▶ Prompt:
Rewrite the records below, swapping each "expected layout" for "required format" and leaving every other word as it is.

▶ Available records:
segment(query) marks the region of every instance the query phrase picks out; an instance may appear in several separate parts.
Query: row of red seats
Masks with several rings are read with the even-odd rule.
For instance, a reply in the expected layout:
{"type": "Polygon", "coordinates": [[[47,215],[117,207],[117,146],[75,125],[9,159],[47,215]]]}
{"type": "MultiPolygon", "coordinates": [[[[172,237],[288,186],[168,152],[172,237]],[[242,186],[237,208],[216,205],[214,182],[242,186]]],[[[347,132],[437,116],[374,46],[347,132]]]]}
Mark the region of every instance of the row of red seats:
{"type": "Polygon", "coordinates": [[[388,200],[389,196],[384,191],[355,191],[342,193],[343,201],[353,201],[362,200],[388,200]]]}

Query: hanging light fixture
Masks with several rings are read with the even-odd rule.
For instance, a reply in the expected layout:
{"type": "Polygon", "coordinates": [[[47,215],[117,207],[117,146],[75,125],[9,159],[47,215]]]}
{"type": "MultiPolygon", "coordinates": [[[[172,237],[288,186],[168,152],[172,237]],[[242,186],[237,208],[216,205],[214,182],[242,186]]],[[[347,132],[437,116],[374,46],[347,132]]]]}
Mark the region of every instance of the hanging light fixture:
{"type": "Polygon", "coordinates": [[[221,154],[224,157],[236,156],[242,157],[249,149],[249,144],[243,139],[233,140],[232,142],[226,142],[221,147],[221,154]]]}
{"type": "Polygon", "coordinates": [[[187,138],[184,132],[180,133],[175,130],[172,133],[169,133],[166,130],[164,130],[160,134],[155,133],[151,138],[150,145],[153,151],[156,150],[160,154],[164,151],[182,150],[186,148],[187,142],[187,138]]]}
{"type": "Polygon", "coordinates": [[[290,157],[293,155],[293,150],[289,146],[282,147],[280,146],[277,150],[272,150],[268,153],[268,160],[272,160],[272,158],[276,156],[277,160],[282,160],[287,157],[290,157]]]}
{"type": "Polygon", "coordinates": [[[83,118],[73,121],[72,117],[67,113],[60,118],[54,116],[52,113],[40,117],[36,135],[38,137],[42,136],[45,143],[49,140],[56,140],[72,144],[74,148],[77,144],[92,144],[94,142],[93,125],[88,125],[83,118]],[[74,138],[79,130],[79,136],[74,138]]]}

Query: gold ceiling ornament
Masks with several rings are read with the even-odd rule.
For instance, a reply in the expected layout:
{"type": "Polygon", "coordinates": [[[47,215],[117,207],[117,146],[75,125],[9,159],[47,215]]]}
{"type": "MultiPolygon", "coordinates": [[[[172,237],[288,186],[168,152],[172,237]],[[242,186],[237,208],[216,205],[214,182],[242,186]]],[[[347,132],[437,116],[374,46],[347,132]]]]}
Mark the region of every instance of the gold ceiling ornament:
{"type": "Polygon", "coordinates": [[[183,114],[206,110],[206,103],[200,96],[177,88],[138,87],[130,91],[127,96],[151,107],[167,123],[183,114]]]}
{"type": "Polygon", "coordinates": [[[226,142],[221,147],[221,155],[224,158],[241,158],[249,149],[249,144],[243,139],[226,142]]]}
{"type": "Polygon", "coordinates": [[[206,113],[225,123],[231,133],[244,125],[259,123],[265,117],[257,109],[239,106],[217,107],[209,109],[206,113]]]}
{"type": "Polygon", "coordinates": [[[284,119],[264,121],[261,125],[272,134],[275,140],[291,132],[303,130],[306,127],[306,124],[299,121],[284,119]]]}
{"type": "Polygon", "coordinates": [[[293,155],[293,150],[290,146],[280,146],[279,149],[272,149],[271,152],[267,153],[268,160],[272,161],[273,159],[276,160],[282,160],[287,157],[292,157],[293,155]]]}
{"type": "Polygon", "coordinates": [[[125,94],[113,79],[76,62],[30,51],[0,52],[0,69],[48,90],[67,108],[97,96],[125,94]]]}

▶ Worked answer:
segment(query) marks the region of every instance the query phrase picks out; an instance may appear in several separate parts.
Query: row of red seats
Masks with several rings are read with the even-odd rule.
For instance, a reply in the required format:
{"type": "Polygon", "coordinates": [[[47,215],[117,207],[117,146],[75,125],[9,159],[47,215]]]}
{"type": "MultiPolygon", "coordinates": [[[[172,237],[288,186],[168,152],[172,237]],[[242,186],[237,208],[216,205],[214,182],[242,186]]],[[[347,132],[437,116],[374,46],[347,132]]]]}
Mark the region of every instance of the row of red seats:
{"type": "Polygon", "coordinates": [[[388,200],[389,196],[384,191],[355,191],[342,193],[343,201],[353,201],[362,200],[388,200]]]}

Query: hanging light fixture
Masks with several rings are read with the even-odd rule.
For instance, a reply in the required format:
{"type": "Polygon", "coordinates": [[[47,215],[117,207],[117,146],[75,125],[9,159],[47,215]]]}
{"type": "MultiPolygon", "coordinates": [[[[172,237],[288,186],[168,152],[172,237]],[[242,186],[237,208],[216,205],[214,182],[242,186]]],[[[347,132],[437,116],[374,46],[347,132]]]]}
Mark the region of every instance of the hanging light fixture:
{"type": "Polygon", "coordinates": [[[221,154],[224,157],[236,156],[242,157],[249,149],[249,144],[243,139],[233,140],[232,142],[226,142],[221,147],[221,154]]]}
{"type": "Polygon", "coordinates": [[[187,138],[184,132],[180,133],[175,130],[172,133],[169,133],[166,130],[164,130],[160,134],[155,133],[151,138],[150,145],[153,151],[156,150],[160,154],[164,151],[182,150],[186,148],[187,142],[187,138]]]}
{"type": "Polygon", "coordinates": [[[290,157],[293,155],[293,150],[289,146],[282,147],[280,146],[277,150],[272,150],[268,153],[268,160],[272,160],[272,158],[276,156],[277,160],[282,160],[287,157],[290,157]]]}
{"type": "Polygon", "coordinates": [[[83,118],[73,121],[72,117],[67,113],[60,118],[54,116],[52,113],[40,117],[36,135],[38,137],[42,136],[45,143],[49,140],[56,140],[72,144],[74,148],[77,144],[92,144],[94,142],[93,125],[88,125],[83,118]],[[74,138],[79,130],[79,136],[74,138]]]}

Query: gold ceiling ornament
Masks with several rings are read with the even-odd rule.
For instance, a reply in the required format:
{"type": "Polygon", "coordinates": [[[47,215],[117,207],[117,146],[75,125],[9,159],[47,215]]]}
{"type": "MultiPolygon", "coordinates": [[[[172,237],[288,186],[168,152],[172,237]],[[242,186],[237,208],[216,205],[214,182],[242,186]]],[[[347,132],[437,116],[374,46],[347,132]]]]}
Mark the region of every instance of the gold ceiling ornament:
{"type": "Polygon", "coordinates": [[[183,114],[206,110],[206,103],[200,96],[177,88],[138,87],[130,91],[127,96],[151,107],[167,123],[183,114]]]}
{"type": "Polygon", "coordinates": [[[226,142],[221,147],[221,155],[224,158],[241,158],[249,149],[249,144],[243,139],[226,142]]]}
{"type": "Polygon", "coordinates": [[[206,113],[225,123],[231,133],[244,125],[259,123],[265,117],[257,109],[239,106],[217,107],[209,109],[206,113]]]}
{"type": "Polygon", "coordinates": [[[284,119],[264,121],[261,125],[272,134],[275,140],[291,132],[303,130],[306,127],[306,124],[299,121],[284,119]]]}
{"type": "Polygon", "coordinates": [[[293,155],[293,150],[290,146],[280,146],[279,149],[272,149],[271,152],[267,153],[268,160],[272,161],[273,159],[276,160],[282,160],[287,157],[292,157],[293,155]]]}
{"type": "Polygon", "coordinates": [[[125,94],[113,79],[76,62],[30,51],[0,52],[0,69],[48,90],[67,108],[97,96],[125,94]]]}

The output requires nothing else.